• [Problems to solve]:
[1] Reproduce the Dow Jones market commentary verbatim, starting at "No guarantees with" and ending at "-400 H-L nets.".
[2] According to the Dow Jones market commentary, on what date did the current downtrend in the Dow Jones begin?
[3] Extend the Dow Jones market commentary, beginning after its last sentence.

• [Passage shown]:

If in the next few months, or maybe even weeks the Dow Jones sees a BEV value below its lows of last October, it won’t be good for stocks and bonds, but should be very positive for gold, silver, and hopefully the gold mining companies. This week, gold’s volatility closed at 0.63%. Hopefully gold in the weeks to come will continue rising, well above its last all-time highs of August 2020.




The current downtrend in the Dow Jones began on August 7th, and for the past two, almost three months it’s been all downhill.  Not an avalanche, but so far, a relentless deflation in valuation that has now taken the Dow Jones below its BEV -11% line at the close of this week.


One of two things are likely from here.  We could see a nice rebound from these levels.  I doubt the Dow Jones would rebound to a new all-time high, but a rebound back up to its BEV -5% line is possible.  What is also possible would be a sharp breakdown to much lower levels.

Looking at the Dow Jones in daily bars below, I see a clear pattern of selling into market strength, beginning in early August.  Since the highs of summer, an advance in the market has only invited selling, something known as Selling into Market Strength.  Such selling is not a bullish chart pattern, but more a pattern of the rats abandoning a sinking ship before the captain and crew are forced to.

The rats in this case are professional money managers, who sense the market is overvalued.  They want to lower their market risks, by locking in some profits by selling at the top.  Being responsible, meaning not desiring to trigger a major decline in the market, these market pros limit their selling to those times when buying is coming into the market, so as not to reinforce selling pressure during a market decline.  This prudent behavior is something we’d expect market pros to do.

That is how professional money managers behave at market tops.  Retail investors act differently; they like buying at market tops, and it’s their buying at this market top that the pros are most likely selling into.  But like other things in the market, I’m thinking about rising bond yields, that there are threshold levels that once crossed, results in rational people becoming irrational.

The last two weeks have been tough on the stock market.  However, to those looking for bargains in the market, the market is now inviting their attention, so I’m expecting some buying coming into the market next week.  What happens after that is key.  Do the pros once again sell into to this anticipated strength?  If so, we may see a breakdown in the market to much lower levels should retail investors finally join in the selling.

No guarantees with this.  As a market enthusiast, I’m just considering the possibilities the market has coming to it in the short term.  But supporting my pending market breakdown thesis is the action at the NYSE, with its 52Wk High–Lows Net in the table below.

This is a weak market.  Since September 15th the NYSE has seen only one day where 52Wk Highs have outnumbered 52Wk Lows; October 10th.  The number of days with three-digit negative nets have also been plentiful since September 15th, some with greater than -400 H-L nets.

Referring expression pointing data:
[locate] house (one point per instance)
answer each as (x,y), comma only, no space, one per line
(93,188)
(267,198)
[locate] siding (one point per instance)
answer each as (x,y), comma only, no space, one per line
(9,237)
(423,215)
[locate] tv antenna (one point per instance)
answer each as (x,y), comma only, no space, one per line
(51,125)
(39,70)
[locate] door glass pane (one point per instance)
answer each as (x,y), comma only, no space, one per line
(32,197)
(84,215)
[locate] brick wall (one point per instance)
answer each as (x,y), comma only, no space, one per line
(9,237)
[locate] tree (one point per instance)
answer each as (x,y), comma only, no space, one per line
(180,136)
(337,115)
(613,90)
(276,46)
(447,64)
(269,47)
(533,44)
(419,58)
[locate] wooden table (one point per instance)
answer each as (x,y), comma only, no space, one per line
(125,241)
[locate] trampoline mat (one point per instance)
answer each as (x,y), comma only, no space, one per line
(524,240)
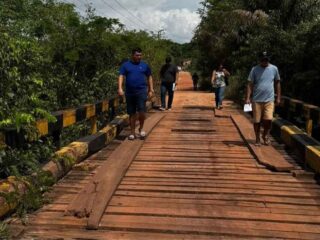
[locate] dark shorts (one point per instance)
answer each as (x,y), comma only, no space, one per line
(136,103)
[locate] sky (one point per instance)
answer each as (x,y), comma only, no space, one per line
(178,18)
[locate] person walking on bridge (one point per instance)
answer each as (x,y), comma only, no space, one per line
(195,79)
(139,84)
(169,75)
(218,81)
(261,82)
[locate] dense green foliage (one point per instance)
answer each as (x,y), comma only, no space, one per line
(51,58)
(234,31)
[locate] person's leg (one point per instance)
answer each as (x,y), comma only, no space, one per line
(221,95)
(132,120)
(256,107)
(131,110)
(217,91)
(163,90)
(267,121)
(142,99)
(170,93)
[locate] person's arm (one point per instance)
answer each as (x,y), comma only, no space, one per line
(150,86)
(278,92)
(226,73)
(249,91)
(120,83)
(213,77)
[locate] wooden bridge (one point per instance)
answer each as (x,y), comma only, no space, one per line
(196,176)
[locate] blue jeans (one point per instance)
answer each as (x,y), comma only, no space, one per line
(219,92)
(164,88)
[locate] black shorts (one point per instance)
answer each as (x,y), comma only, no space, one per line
(136,103)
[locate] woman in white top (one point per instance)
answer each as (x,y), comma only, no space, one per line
(218,81)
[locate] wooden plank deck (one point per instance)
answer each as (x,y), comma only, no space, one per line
(193,178)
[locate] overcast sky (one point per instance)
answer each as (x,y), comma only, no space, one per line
(178,18)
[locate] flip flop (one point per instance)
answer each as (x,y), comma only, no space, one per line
(267,141)
(131,137)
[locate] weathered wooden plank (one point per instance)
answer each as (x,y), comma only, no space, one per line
(266,155)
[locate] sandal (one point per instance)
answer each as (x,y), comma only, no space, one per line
(131,137)
(142,134)
(266,141)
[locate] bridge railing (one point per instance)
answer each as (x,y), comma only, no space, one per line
(304,115)
(64,118)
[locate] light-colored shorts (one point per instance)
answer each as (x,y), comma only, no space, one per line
(263,111)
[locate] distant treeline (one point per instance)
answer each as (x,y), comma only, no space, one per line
(234,31)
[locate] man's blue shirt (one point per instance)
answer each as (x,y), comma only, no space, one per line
(136,74)
(263,82)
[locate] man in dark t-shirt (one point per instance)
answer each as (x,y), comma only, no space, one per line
(139,85)
(169,77)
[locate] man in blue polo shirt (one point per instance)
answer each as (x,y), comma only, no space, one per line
(263,81)
(139,85)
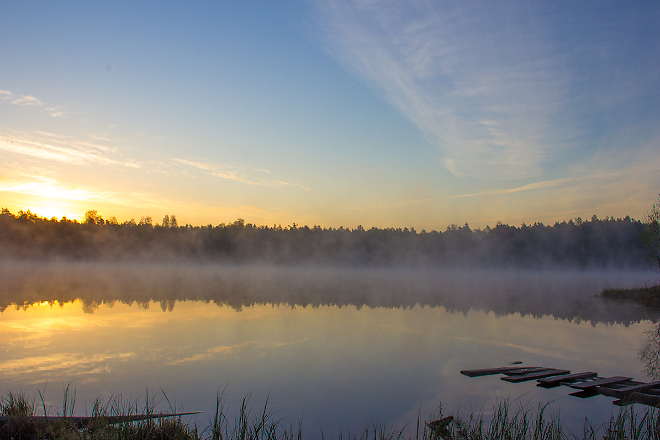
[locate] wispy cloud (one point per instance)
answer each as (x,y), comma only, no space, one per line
(29,100)
(485,82)
(240,174)
(26,100)
(66,149)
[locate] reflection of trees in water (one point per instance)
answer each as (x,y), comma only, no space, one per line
(562,294)
(650,353)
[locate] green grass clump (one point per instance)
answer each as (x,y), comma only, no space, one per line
(523,422)
(646,296)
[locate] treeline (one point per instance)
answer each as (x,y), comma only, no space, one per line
(605,242)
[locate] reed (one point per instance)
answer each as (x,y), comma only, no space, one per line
(18,421)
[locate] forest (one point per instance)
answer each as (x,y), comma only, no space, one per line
(594,243)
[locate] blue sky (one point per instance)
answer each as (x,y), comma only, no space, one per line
(379,113)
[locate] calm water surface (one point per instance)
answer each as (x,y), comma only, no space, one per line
(339,348)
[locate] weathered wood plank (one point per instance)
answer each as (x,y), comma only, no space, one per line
(554,381)
(644,399)
(638,387)
(598,382)
(526,370)
(536,375)
(490,371)
(82,421)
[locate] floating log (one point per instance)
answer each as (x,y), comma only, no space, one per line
(536,375)
(588,384)
(598,382)
(83,421)
(555,381)
(490,371)
(528,370)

• [Exercise responses]:
[1]
No guarantees with this.  As a market enthusiast, I’m just considering the possibilities the market has coming to it in the short term.  But supporting my pending market breakdown thesis is the action at the NYSE, with its 52Wk High–Lows Net in the table below.

This is a weak market.  Since September 15th the NYSE has seen only one day where 52Wk Highs have outnumbered 52Wk Lows; October 10th.  The number of days with three-digit negative nets have also been plentiful since September 15th, some with greater than -400 H-L nets.

[2] August 7th

[3]
The vast majority of issues trading at the NYSE (NASDAQ too) must be trending down towards their lows of the past 52Wks, as is the Dow Jones in the chart below.  It has been years since we’ve last seen a prolonged period where NYSE 52Wk Lows dominate the market.  If after almost three years, the Dow Jones can’t make the effort to reach a new all-time high, we should seriously take the possibility that NYSE 52Wk Lows will increase dramatically in the weeks, months, and maybe years to come. 

In the short term, Four-digit negative, greater than -1000, 52Wk H-L Nets are a possibility, and they would make for a very bad day in the market.

Looking at the major market indexes’ BEV values below leads me to believe most people are in denial.  I don’t spend much time looking at financial media.  When I do take a peek at how things are going on there, the message I get from the media is one of bargains to be had, so now is a time to buy.  Of course, the financial media also provides some time for a bear or two, as they should.

These BEV values below are Mr Bear’s negative percentage claw-backs from these indexes’ last all-time highs.  If we were in a bull market, seeing these indexes correct 10% to 30% from their last all-time highs would make for compelling buys in the market.

But I’m a bear.  So, my thinking goes something like this; if these indexes’ BEV values are down this much during a time when investor sentiment in the main remains bullish, how far do they go down when investors finally figure out their remaining money in the market is exposed to an ongoing big-bear market?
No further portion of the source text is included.